* EXTRACT PROVIDED *
══════════
In 1993, biochemist Kary Mullis won the Nobel Prize for Chemistry for his development of the Polymerase Chain Reaction (PCR), a process that allows the amplification of specific DNA sequences. Since then, though, he has often played the enfant terrible to his once-adoring scientific ‘parent’. In the year following his Nobel Prize, he revealed that during his 20s he taken “plenty of LSD”, and considered it “much more important than any courses I ever took”. In fact, in a curious echo of another DNA pioneer – Francis Crick – Mullis is said to have told Dr Albert Hofmann that “LSD had helped him develop the polymerase chain reaction that helps amplify specific DNA sequences.”
Mullis has sparked further controversy with his questioning of the ‘conventional wisdom’ concerning HIV-AIDS and Anthropogenic Global Warming. To be sure, Mullis has a dislike of paradigm enforcement in the halls of science, and in particular the current system of grants-based science. In his words, “Science is being practiced by people who are dependent on being paid for what they are going to find out,” and not for what they have actually discovered.
══════════
* Natural-language object grounding data *

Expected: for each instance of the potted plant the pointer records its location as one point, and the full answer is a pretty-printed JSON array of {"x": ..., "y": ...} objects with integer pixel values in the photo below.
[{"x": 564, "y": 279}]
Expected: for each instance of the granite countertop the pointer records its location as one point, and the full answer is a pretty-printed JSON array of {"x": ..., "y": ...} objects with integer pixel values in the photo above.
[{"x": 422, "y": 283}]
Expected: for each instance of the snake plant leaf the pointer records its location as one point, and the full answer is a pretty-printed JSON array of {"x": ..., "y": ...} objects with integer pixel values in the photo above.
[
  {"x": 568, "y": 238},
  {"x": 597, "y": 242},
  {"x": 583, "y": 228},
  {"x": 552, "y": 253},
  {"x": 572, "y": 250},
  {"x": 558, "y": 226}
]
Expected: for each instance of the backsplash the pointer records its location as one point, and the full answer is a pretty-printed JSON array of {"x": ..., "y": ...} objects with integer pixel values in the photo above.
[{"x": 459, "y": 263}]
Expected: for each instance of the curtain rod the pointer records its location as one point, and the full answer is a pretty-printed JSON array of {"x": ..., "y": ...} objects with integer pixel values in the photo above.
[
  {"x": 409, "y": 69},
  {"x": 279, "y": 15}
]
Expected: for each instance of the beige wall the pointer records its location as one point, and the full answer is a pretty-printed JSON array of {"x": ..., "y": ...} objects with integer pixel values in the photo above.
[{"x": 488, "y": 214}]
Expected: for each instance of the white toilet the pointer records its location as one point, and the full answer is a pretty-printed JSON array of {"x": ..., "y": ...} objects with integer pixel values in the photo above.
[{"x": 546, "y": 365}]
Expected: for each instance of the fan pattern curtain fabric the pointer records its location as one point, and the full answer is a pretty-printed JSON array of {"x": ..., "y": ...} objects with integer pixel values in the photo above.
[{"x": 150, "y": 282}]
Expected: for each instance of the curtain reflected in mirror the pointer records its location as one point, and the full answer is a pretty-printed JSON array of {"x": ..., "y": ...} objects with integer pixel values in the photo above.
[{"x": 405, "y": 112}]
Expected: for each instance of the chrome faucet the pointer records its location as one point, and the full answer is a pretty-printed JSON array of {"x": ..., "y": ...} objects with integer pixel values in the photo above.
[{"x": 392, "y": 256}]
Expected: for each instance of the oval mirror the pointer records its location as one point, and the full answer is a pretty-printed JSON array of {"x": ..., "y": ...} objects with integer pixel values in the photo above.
══════════
* TASK INSTRUCTIONS *
1. Answer these questions about the Kary Mullis text:
(a) In what year did Mullis win the Nobel Prize for Chemistry?
(b) On which two topics has Mullis questioned the "conventional wisdom"?
(c) Which current system of science does he particularly dislike?
2. Update the Kary Mullis text between "Mullis has sparked" and "have actually discovered.", inclusive, so that "grants-based science" reads "grant-funded research".
3. Take the text about Kary Mullis further, continuing on from its final sentence.

* RESULTS FOR THE EXERCISE *
1.
(a) 1993
(b) HIV-AIDS and Anthropogenic Global Warming
(c) The system of grants-based science

2.
Mullis has sparked further controversy with his questioning of the ‘conventional wisdom’ concerning HIV-AIDS and Anthropogenic Global Warming. To be sure, Mullis has a dislike of paradigm enforcement in the halls of science, and in particular the current system of grant-funded research. In his words, “Science is being practiced by people who are dependent on being paid for what they are going to find out,” and not for what they have actually discovered.

3.
So, you just know that a TED Talk by Kary Mullis is going to be an entertaining affair. For the most part, he holds forth with a fascinating history of the beginnings of modern science (via stoner-speak) through the Royal Society, and his own boyhood beginnings in science. The audience loves it, with plenty of laughs. And then the Global Warming discussion comes…and things get a little quieter in the room. Here’s the whole talk (about 30 minutes in length):
Now, if all that wasn’t enough, here’s one more fascinating thing about Mullis. He’s had an alien abduction experience. Well, a glowing raccoon experience, but pretty much the same thing, as you’ll see. In his autobiography Dancing Naked in the Mind Field (Amazon US and UK), Mullis relates how he drove from Berkeley out to his cabin late one night:
…I got there just around midnight. I had driven up alone, and I had passed the functional sobriety test – I had made it through the mountains.
I turned on the kitchen lights, put my bags of groceries on the floor, and grabbed a heavy, black flashlight. I was headed to the john, which was about fifty feet west of the cabin, down a hill. Some people thought it was a little eerie at night, but I didn’t – I liked the night. I liked sitting in the dark on the custom carved redwood seat. I liked the sound of owls in the valley. But that night, I never made it to the seat.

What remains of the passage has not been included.